# [TEKS BACAAN]
------------

Namun, ada juga ahli ekonomi yang mengemukakan bahwa penyebab kemiskinan hanya ada dua macam. Pertama, kemiskinan akibat struktur yang oleh Alfian disebut sebagai kemiskinan struktural yang didefinisikan sebagai “kemiskinan yang diderita oleh suatu golongan masyarakat karena struktur social masyarakat itu tidak dapat ikut menggunakan sumber-sumber pendapatan yang tersedia bagi mereka.”[6] Contohya adalah kasus busung lapar di Nusa Tenggara Barat, di mana daerah tersebut sebetulnya merupakan lumbung pangan dan senantiasa mengalami surplus pangan[7].
Secara ironis dan apik, Andrea Hirata juga berhasil menggambarkannya melalui tetralogi Laskar Pelanginya yang menggambarkan kondisi masyarakat Pulau Belitong yang menderita kemiskinan di tengah-tengah kekayaan timah yang melimpah di tanah tersebut. Dalam kedua kasus tersebut, penduduk local tidak memiliki akses untuk mengelola kekayaan alam sendiri. Mereka bekerja sebagai buruh (petani dan penambang timah), sedangkan modal dan sumber daya dikuasai oleh tuan tanah dan pemilik modal[8].

------------

# [KETENTUAN LATIHAN]
(a) Salin kembali bagian teks tentang kemiskinan mulai dari "Namun, ada juga" sampai dengan "mengalami surplus pangan[7].", lalu ganti "busung lapar" dengan "gizi buruk".
(b) Dalam teks tentang kemiskinan, daerah manakah yang disebut sebetulnya merupakan lumbung pangan?

------------

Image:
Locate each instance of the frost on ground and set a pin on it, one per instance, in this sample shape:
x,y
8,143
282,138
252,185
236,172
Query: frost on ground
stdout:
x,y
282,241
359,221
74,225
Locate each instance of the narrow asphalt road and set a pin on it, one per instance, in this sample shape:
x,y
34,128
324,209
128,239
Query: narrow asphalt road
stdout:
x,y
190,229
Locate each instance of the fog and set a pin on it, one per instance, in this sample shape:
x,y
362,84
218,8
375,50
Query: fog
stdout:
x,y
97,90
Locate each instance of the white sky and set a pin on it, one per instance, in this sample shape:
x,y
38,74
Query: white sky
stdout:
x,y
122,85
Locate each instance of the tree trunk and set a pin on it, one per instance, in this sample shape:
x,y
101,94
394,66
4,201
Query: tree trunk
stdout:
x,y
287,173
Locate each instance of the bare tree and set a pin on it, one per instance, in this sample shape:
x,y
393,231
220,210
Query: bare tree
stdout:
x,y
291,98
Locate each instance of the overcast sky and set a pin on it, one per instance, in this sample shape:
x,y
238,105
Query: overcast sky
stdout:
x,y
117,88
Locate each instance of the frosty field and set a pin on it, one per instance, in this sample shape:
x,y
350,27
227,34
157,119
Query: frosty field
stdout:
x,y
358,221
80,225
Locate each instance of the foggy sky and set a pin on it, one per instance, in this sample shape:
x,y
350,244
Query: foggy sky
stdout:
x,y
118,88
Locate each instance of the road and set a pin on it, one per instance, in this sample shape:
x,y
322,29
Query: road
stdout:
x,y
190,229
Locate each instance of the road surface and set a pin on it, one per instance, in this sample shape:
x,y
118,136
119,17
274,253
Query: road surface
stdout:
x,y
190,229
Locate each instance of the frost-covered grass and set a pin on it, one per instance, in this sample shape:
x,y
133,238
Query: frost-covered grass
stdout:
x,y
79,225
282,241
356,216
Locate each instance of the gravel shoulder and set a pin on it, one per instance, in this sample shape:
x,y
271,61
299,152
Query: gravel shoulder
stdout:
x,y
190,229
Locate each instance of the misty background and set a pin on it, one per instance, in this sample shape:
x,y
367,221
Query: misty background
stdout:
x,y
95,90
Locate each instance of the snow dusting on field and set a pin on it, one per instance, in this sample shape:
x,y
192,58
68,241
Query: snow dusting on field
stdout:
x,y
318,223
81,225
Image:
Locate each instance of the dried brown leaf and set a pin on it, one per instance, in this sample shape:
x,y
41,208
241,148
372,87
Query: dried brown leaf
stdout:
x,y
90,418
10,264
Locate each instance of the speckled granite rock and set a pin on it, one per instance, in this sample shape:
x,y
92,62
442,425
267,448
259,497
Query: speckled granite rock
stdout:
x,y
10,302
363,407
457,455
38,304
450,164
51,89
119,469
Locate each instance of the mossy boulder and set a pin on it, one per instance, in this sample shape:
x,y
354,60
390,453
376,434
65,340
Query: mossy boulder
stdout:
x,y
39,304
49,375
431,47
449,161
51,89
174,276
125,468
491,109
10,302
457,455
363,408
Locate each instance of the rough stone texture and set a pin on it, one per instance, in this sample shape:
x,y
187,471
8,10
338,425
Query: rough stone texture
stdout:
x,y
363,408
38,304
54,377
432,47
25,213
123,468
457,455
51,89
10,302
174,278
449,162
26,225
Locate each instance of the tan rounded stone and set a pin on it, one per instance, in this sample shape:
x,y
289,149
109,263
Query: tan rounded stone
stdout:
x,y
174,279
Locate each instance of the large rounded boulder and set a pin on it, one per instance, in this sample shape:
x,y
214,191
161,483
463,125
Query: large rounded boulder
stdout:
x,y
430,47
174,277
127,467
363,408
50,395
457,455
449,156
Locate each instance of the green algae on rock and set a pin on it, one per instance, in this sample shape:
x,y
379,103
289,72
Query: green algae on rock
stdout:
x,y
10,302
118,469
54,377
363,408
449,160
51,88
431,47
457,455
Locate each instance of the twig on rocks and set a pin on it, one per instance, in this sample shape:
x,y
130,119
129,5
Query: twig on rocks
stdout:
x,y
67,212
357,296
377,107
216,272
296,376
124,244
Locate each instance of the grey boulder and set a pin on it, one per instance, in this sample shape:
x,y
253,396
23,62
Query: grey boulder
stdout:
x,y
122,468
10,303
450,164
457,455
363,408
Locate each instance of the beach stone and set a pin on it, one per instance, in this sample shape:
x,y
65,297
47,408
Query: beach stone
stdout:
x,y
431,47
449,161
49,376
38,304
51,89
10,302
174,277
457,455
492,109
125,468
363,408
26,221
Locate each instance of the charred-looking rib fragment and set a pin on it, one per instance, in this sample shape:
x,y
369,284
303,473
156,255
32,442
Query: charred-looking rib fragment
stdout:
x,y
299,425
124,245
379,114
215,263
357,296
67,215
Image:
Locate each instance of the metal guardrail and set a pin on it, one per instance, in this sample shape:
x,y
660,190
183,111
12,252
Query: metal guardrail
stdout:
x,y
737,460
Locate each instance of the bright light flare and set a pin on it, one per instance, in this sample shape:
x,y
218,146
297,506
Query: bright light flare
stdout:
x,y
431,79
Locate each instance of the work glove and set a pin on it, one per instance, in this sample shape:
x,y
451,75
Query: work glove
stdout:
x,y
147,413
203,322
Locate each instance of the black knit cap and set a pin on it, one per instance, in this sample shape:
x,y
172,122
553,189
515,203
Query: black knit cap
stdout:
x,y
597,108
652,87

------------

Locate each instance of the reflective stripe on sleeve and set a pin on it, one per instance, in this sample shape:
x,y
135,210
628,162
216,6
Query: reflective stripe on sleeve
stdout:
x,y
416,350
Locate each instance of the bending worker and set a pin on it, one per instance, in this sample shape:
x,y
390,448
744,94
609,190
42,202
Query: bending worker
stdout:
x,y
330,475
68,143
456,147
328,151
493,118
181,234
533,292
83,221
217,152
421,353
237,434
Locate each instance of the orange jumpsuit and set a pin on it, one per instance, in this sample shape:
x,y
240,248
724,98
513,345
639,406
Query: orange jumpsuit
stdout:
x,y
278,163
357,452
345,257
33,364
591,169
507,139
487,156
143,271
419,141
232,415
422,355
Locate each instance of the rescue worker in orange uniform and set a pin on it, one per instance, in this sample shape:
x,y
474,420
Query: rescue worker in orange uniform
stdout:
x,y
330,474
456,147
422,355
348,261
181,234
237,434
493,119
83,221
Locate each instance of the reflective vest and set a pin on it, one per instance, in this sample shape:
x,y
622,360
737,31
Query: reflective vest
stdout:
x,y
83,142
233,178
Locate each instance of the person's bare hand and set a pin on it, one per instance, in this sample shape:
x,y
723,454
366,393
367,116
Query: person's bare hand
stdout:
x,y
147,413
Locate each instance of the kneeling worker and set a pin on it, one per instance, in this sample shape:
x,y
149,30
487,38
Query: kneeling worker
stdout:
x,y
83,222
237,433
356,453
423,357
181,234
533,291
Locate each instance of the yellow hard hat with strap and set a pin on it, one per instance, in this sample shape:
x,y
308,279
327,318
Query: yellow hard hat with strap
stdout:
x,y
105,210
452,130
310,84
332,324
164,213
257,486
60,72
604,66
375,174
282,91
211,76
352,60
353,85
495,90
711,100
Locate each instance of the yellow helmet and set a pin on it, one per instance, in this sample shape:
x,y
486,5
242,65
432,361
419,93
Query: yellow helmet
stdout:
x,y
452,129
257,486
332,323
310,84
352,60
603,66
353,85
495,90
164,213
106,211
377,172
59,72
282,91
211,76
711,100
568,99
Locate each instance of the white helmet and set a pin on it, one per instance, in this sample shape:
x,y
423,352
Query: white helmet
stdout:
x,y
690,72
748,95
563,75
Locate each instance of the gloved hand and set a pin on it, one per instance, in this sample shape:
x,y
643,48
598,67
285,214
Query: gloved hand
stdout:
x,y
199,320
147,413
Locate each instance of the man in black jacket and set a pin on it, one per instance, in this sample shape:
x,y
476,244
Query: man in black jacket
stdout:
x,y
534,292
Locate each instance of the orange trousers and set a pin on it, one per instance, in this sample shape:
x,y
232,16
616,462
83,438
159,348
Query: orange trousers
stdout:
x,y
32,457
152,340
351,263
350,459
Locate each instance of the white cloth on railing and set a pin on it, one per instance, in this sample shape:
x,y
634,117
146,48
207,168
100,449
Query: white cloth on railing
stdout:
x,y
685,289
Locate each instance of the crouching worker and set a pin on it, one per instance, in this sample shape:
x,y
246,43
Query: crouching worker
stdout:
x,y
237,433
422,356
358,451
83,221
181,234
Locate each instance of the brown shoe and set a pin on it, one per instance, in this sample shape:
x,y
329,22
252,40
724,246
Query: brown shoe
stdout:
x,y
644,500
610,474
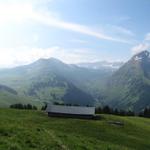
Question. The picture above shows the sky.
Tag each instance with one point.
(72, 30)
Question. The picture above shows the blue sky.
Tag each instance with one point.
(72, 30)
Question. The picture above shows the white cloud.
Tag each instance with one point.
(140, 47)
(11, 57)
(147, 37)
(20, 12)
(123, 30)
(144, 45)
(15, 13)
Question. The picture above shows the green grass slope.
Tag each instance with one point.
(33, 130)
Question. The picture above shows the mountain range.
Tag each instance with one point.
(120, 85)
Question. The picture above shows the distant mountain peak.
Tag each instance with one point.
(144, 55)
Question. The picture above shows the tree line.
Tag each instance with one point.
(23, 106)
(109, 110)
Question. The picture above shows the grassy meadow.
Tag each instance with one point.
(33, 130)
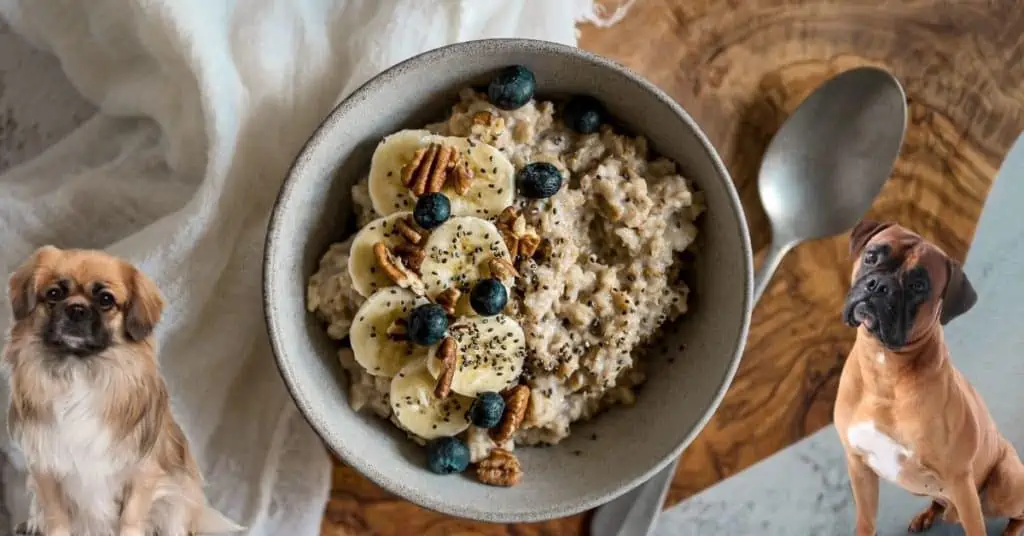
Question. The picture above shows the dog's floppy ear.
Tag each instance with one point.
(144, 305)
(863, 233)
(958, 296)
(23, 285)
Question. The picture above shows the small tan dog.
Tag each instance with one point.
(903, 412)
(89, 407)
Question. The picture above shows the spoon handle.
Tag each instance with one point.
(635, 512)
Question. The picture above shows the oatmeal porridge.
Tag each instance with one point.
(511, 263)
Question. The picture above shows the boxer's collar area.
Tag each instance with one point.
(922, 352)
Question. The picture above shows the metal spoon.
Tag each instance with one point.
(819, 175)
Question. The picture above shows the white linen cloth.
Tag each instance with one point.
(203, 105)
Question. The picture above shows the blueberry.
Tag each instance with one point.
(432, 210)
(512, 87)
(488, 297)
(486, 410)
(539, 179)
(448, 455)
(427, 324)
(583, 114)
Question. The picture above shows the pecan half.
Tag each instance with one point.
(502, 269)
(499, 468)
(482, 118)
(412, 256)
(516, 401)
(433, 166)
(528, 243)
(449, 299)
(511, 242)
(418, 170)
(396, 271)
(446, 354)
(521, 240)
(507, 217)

------------

# [PENYELESAIAN SOAL]
(a)
Namun, ada juga ahli ekonomi yang mengemukakan bahwa penyebab kemiskinan hanya ada dua macam. Pertama, kemiskinan akibat struktur yang oleh Alfian disebut sebagai kemiskinan struktural yang didefinisikan sebagai “kemiskinan yang diderita oleh suatu golongan masyarakat karena struktur social masyarakat itu tidak dapat ikut menggunakan sumber-sumber pendapatan yang tersedia bagi mereka.”[6] Contohya adalah kasus gizi buruk di Nusa Tenggara Barat, di mana daerah tersebut sebetulnya merupakan lumbung pangan dan senantiasa mengalami surplus pangan[7].

(b) Nusa Tenggara Barat.